[Task set]:
1. Condense the paragraph of the bike-discount thread that begins "The 2010 Team is on sale locally" into a short bulleted list that keeps its main facts.
2. Please reproduce the part of the bike-discount thread that begins at the words "# Any dealers" and stops after "models in stock.", swapping "dealers" for "bike shops" wherever it appears.

[Extract to read]:
>>

# Any dealers offing a discount on Scott ?



## BenH (Dec 28, 2001)

I'm looking for a CR1 Team or Pro. I've found a used Team locally which looks like a good deal but of course you get the just now retired 105 group. I know many dealers have 2011 models in stock.

Anyone know of a dealer offering some kind of a discount ? I figured I'd check before springing for a used one.


----------



## Terex (Jan 3, 2005)

Yes. There are.


----------



## FeydR (May 19, 2010)

At the time I bought mine there wasn't much of a discount available online. Certainly some deals online though these days... if you can find your size.

Unfortunatly here in Chicago there was only 1 dealer that was geographically close to me that was selling them so I didn't get much of a discount up front. I was okay with that because I am more into service after the sale so the extra couple hundred was worth it to me. On top of that, part of my fitting fee was refundable if I bought a bike through them, so it worked out pretty well for me in the end.

Love my 2010 CR1 Team.


----------



## BenH (Dec 28, 2001)

The 2010 Team is on sale locally for 1700. After tax that's closer to 1900. Found a used one at 1300 so it's a pretty steep step up from used to new. I think if I'm going to get new, I'll wait for the 2011 Shimano 105 which will be on the 2011 Team (same frame of course). $600 is serious change and I'm willing at least to some extent to deal with used issues. The local shop is far enough away that I wouldn't be going there but for a warranty failure. 

I thought I'd at least check what other non-local sale options were available. I believe dealers are able to ship last years stuff out of their region.

<<

[Extracted material]:
>>

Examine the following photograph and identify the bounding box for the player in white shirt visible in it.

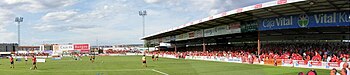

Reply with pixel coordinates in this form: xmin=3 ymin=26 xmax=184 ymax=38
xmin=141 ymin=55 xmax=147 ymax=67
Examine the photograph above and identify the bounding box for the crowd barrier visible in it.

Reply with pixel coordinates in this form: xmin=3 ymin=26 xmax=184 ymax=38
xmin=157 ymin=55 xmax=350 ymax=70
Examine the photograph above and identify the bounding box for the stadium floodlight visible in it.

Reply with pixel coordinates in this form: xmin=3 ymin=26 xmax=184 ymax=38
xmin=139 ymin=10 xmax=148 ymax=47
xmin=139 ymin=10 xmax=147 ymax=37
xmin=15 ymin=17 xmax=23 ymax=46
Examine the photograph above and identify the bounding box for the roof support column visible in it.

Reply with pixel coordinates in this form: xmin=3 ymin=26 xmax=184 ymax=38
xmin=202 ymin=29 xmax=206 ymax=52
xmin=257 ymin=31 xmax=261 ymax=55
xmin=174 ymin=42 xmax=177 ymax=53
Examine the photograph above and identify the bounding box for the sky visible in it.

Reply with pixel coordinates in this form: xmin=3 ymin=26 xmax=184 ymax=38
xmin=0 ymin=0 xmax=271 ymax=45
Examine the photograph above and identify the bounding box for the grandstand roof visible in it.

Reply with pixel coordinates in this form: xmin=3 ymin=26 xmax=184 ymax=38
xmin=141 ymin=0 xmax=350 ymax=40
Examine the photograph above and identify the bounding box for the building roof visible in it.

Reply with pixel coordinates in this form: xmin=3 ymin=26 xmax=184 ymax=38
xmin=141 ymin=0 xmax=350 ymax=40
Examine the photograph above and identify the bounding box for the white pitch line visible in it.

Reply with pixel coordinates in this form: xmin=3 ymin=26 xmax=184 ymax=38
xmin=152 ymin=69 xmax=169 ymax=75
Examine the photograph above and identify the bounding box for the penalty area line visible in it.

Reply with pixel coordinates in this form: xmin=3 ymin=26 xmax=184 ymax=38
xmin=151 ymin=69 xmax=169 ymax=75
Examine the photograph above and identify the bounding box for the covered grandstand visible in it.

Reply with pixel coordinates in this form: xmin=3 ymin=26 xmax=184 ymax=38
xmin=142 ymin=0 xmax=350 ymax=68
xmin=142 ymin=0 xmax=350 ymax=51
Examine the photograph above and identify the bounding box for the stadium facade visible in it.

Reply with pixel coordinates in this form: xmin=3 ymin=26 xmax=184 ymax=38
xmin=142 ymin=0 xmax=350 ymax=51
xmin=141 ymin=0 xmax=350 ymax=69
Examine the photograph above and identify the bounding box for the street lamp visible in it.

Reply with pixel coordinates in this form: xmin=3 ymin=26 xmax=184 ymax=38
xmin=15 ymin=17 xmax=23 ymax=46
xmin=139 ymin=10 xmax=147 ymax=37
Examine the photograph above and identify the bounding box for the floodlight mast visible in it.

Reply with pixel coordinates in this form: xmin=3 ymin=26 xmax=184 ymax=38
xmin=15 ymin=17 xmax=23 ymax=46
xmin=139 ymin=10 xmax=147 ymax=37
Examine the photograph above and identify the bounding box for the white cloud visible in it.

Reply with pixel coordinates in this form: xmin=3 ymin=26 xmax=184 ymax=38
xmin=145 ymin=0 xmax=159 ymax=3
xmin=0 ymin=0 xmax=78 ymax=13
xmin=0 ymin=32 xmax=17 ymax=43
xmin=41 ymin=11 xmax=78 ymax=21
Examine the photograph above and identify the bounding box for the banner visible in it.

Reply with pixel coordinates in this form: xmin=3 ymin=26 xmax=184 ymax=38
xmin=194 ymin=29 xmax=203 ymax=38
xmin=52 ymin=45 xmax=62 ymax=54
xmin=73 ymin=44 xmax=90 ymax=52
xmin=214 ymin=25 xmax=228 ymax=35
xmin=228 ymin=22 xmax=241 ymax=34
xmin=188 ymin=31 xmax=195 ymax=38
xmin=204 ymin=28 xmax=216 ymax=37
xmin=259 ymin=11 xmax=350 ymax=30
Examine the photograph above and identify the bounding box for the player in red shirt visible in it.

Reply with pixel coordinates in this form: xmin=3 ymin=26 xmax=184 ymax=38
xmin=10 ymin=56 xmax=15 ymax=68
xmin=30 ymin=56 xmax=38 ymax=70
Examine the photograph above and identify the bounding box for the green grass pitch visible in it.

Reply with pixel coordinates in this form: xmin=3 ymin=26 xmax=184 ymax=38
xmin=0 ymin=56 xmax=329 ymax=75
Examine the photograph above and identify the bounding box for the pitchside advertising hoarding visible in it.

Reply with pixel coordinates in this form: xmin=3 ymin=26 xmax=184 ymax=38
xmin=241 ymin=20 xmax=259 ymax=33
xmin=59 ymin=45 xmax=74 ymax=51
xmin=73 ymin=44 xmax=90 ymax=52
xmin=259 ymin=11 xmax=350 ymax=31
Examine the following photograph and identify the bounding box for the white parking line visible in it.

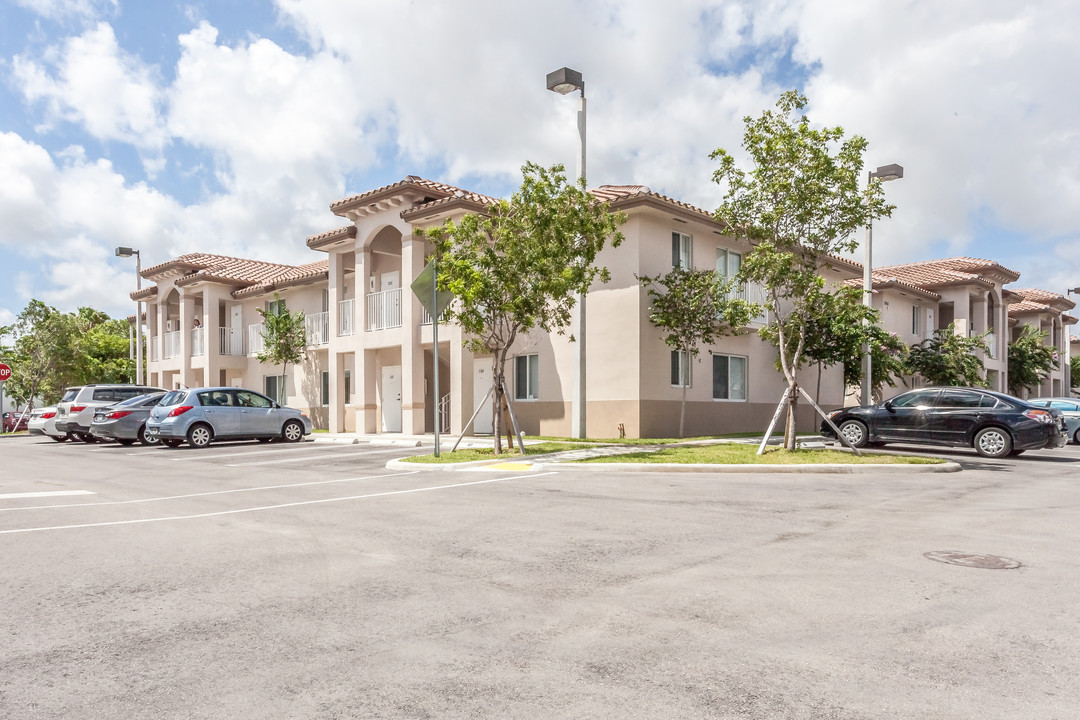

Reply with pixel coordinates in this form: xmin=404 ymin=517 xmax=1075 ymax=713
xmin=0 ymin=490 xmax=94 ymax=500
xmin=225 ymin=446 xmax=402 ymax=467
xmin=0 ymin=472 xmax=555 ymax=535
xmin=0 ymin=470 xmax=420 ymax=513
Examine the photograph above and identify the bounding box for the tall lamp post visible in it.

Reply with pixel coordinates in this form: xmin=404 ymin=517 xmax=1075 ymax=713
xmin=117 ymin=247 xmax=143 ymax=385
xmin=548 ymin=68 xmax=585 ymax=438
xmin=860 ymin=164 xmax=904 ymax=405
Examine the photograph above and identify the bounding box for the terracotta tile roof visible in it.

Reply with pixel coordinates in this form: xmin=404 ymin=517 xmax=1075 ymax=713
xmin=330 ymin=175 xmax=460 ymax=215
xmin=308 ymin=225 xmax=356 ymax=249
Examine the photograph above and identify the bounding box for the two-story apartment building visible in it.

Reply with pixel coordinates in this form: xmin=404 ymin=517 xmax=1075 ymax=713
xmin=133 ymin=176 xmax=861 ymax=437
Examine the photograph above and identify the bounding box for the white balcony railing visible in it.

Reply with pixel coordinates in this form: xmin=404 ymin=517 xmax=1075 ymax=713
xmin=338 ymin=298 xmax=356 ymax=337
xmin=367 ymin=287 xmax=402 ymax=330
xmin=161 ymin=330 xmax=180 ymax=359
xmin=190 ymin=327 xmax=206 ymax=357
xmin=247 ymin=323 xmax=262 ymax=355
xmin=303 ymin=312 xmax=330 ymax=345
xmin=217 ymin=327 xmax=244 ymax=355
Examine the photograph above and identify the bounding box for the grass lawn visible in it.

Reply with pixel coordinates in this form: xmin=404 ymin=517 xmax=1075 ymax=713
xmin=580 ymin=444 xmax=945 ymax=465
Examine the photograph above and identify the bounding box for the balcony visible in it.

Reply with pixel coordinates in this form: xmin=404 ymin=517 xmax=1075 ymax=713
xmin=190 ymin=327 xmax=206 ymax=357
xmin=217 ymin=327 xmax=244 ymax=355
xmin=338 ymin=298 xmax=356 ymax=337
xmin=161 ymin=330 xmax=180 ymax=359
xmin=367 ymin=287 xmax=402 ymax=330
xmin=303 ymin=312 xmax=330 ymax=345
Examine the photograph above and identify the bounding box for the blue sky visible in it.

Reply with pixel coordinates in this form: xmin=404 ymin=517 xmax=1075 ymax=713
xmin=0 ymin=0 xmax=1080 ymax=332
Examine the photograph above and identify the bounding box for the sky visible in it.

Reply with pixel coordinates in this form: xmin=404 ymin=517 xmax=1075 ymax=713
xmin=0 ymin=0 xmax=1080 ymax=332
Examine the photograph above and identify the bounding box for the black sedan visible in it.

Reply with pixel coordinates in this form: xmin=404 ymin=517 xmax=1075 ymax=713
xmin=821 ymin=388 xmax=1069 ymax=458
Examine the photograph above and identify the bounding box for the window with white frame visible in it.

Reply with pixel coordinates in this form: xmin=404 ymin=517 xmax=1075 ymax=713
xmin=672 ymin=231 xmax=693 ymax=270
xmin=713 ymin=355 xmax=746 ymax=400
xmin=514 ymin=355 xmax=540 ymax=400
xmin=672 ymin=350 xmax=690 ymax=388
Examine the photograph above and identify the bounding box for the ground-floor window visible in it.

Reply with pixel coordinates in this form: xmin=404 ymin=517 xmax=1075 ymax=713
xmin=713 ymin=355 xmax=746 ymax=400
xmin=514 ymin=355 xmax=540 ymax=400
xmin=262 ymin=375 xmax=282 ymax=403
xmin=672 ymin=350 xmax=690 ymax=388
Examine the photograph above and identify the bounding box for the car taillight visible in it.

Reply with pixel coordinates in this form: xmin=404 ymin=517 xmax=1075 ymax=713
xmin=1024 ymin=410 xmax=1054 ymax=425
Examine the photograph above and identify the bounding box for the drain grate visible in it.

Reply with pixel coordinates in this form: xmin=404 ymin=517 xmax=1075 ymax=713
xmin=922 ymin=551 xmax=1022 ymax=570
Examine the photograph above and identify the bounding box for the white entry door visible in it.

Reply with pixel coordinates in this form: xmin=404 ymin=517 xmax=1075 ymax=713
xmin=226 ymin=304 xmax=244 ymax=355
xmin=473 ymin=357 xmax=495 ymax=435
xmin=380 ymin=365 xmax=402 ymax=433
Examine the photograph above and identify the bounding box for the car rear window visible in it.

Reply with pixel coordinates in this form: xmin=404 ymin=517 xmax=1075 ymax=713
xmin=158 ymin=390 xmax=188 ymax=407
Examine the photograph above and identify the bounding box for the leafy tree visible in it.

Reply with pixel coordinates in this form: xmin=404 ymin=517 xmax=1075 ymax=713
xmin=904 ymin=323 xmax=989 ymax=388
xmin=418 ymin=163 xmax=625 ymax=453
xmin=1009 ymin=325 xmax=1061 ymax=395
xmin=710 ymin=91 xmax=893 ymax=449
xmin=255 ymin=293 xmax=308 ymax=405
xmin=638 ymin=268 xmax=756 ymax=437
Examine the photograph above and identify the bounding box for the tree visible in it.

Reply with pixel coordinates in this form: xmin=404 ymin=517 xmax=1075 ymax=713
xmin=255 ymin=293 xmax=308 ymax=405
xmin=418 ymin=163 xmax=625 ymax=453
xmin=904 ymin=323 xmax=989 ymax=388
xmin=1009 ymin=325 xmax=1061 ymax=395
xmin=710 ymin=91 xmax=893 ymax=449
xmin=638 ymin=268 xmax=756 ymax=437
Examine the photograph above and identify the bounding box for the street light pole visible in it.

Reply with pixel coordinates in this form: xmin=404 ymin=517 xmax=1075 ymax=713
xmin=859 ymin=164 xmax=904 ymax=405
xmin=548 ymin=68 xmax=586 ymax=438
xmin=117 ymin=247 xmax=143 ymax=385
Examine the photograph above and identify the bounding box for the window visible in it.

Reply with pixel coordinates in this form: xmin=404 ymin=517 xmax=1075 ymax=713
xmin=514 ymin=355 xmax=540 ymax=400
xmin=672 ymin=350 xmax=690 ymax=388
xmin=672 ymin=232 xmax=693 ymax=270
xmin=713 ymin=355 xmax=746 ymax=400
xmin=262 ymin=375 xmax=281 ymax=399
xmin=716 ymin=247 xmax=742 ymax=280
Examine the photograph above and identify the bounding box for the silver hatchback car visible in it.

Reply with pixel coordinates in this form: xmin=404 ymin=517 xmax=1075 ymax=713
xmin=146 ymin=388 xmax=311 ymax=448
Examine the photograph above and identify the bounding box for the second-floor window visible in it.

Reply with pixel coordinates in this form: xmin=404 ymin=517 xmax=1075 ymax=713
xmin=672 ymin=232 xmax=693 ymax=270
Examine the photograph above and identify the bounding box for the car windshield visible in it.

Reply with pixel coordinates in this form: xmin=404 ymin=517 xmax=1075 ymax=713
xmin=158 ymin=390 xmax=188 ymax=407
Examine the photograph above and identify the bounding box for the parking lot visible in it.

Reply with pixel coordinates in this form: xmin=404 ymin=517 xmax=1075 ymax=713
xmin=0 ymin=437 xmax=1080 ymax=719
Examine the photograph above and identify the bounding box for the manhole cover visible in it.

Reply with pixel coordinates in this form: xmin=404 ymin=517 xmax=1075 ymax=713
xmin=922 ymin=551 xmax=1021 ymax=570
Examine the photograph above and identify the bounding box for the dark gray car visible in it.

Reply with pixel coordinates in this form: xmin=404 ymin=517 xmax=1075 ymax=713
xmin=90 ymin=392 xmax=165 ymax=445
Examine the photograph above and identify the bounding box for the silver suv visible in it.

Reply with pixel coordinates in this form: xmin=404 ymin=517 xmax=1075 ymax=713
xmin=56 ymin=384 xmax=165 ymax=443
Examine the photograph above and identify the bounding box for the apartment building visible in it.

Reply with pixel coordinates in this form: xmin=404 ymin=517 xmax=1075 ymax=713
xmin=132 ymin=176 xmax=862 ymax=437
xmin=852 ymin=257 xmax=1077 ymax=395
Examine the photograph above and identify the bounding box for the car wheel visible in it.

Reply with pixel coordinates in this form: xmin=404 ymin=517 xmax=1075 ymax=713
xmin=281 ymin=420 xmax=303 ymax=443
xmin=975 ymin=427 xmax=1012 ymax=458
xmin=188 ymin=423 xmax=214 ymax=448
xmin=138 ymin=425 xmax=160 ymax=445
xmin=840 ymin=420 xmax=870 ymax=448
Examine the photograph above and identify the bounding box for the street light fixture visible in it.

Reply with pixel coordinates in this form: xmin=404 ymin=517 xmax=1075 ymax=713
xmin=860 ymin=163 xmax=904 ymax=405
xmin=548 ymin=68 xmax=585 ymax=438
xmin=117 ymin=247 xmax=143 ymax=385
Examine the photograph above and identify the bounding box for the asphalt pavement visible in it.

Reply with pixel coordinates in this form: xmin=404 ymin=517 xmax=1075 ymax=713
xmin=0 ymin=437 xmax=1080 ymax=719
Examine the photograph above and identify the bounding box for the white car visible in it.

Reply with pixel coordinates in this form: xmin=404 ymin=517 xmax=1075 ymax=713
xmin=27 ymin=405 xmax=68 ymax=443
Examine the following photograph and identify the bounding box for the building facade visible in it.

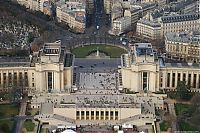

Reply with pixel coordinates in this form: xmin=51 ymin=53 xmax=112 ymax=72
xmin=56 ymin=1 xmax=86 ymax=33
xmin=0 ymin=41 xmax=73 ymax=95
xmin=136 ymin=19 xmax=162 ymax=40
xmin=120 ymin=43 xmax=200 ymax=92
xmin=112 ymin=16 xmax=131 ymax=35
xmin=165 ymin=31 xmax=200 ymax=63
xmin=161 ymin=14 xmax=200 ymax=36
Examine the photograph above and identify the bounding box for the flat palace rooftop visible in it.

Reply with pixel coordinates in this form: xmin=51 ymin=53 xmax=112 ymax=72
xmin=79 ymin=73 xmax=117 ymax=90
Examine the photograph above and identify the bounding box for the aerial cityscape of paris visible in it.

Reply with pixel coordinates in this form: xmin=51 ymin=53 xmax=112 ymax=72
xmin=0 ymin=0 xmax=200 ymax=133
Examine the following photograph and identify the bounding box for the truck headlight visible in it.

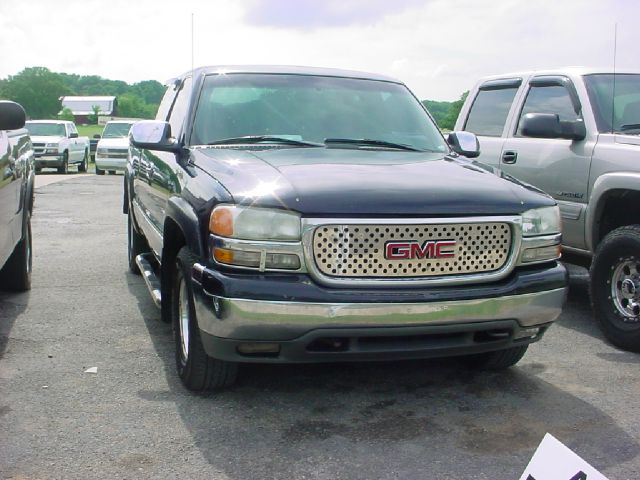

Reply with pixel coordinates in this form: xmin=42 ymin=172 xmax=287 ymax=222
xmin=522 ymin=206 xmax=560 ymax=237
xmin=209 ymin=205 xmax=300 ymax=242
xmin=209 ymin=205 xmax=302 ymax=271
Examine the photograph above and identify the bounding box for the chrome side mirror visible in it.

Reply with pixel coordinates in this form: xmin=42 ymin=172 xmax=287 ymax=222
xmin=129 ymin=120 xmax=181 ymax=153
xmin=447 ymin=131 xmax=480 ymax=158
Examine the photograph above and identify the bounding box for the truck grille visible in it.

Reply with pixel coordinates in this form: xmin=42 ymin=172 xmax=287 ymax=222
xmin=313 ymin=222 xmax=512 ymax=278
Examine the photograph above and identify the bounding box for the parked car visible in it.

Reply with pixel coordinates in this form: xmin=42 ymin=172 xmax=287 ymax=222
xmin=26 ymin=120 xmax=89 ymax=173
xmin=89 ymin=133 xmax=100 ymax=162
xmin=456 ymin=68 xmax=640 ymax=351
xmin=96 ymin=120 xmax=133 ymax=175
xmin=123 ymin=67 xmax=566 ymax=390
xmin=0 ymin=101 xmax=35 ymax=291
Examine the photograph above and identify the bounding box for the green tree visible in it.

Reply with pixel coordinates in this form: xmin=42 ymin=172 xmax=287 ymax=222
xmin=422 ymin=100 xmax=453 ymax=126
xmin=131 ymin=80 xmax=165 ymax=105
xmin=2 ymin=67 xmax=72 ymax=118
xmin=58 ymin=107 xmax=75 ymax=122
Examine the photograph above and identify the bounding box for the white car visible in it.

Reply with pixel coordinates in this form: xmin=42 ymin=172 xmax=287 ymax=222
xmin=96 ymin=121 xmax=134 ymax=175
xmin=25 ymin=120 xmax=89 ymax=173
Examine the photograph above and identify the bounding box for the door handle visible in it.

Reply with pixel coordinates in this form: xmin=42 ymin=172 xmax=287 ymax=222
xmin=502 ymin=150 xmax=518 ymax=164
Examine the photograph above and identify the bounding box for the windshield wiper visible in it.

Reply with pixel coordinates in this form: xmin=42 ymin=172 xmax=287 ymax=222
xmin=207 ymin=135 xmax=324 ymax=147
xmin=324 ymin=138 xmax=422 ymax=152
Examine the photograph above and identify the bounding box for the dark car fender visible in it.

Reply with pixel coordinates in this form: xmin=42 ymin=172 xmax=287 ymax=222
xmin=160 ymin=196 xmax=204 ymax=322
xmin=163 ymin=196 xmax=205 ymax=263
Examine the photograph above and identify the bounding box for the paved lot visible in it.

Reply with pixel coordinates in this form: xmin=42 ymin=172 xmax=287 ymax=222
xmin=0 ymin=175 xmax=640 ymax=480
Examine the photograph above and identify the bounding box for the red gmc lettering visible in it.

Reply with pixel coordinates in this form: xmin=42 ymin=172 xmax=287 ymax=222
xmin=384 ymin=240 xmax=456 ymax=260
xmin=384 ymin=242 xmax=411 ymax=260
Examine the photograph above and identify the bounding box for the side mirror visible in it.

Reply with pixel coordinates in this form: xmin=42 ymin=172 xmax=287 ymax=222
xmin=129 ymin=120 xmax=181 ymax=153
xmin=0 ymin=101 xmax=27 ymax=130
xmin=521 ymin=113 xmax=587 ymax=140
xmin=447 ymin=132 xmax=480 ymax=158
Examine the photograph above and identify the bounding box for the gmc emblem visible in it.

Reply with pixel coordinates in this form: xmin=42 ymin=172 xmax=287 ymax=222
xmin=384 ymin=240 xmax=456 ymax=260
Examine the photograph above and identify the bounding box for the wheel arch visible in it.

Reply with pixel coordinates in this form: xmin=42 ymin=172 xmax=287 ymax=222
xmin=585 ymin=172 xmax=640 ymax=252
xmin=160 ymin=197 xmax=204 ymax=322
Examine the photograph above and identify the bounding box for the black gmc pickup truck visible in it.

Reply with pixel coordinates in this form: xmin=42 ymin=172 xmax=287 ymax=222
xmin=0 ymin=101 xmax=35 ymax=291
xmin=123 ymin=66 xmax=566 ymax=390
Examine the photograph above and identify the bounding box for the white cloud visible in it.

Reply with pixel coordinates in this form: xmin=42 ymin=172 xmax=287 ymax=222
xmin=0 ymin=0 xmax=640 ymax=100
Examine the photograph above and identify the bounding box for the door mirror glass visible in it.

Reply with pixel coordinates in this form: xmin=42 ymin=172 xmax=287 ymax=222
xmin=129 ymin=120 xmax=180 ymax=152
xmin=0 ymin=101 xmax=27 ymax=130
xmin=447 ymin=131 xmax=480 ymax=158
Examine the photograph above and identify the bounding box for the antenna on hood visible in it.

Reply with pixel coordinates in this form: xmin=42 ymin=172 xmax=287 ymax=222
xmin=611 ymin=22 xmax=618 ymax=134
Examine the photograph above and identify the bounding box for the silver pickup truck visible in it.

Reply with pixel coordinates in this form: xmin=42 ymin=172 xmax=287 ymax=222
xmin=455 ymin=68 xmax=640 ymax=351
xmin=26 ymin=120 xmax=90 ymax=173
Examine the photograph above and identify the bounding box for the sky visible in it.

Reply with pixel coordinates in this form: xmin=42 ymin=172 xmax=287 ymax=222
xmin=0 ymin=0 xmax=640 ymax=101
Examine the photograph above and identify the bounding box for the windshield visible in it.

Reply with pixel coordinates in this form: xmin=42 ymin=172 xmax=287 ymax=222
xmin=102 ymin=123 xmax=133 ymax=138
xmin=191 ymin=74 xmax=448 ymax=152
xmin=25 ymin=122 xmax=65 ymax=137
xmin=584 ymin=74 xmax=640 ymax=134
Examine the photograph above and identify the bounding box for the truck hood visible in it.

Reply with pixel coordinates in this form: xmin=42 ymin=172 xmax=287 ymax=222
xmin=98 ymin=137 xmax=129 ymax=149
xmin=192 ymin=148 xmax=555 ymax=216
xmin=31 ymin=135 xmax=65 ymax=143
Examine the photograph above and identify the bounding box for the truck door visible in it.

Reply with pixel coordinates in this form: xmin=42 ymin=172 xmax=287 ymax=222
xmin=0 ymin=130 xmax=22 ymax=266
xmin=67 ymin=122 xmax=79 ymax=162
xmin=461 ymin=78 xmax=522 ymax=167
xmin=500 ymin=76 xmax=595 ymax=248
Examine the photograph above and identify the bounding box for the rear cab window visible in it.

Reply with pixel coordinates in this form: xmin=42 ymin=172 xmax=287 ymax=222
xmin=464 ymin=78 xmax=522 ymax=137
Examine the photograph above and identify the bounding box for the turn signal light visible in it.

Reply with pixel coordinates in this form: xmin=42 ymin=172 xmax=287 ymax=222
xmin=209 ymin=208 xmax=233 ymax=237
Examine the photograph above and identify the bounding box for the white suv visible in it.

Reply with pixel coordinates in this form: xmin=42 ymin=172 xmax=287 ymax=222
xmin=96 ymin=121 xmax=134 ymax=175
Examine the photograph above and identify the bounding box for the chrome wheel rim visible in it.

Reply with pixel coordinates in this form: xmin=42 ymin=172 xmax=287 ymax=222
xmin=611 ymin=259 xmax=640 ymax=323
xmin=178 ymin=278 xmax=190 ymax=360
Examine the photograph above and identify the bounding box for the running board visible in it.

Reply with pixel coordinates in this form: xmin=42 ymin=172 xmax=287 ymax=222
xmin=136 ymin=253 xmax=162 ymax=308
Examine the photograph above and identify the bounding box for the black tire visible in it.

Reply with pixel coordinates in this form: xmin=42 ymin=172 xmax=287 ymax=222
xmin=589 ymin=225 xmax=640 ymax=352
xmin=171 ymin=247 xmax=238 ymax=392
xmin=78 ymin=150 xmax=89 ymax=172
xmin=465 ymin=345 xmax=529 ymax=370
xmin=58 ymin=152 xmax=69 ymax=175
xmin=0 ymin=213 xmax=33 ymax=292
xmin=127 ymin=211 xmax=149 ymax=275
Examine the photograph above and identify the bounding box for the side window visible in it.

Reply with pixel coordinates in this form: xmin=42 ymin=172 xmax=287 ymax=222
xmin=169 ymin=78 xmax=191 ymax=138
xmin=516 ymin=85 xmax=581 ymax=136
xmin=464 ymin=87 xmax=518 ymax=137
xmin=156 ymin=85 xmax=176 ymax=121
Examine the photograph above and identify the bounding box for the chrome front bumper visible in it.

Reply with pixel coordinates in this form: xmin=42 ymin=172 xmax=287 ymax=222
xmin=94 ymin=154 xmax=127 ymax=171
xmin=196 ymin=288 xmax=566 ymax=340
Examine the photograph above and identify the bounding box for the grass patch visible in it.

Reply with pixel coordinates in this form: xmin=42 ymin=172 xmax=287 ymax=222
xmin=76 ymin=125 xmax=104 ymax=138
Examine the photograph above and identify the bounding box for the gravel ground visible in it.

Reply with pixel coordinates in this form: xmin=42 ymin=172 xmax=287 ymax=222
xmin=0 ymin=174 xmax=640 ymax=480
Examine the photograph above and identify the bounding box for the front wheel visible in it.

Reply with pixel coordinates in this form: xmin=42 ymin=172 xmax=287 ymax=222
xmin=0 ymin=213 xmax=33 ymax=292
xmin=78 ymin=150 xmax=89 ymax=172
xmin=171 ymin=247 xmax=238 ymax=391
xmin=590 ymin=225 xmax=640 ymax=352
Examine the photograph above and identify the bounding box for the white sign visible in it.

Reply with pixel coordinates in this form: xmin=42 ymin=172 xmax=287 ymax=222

<<

[Solutions to the exercise]:
1.
- The 2010 Team is on sale locally for 1700, closer to 1900 after tax.
- A used one was found at 1300, so new is a steep step up from used.
- If buying new, the writer will wait for the 2011 Shimano 105 on the 2011 Team, which has the same frame.
- $600 is serious change, and the writer is willing to deal with used issues to some extent.
- The local shop is far enough away that the writer would go there only for a warranty failure.

2.
# Any bike shops offing a discount on Scott ?



## BenH (Dec 28, 2001)

I'm looking for a CR1 Team or Pro. I've found a used Team locally which looks like a good deal but of course you get the just now retired 105 group. I know many bike shops have 2011 models in stock.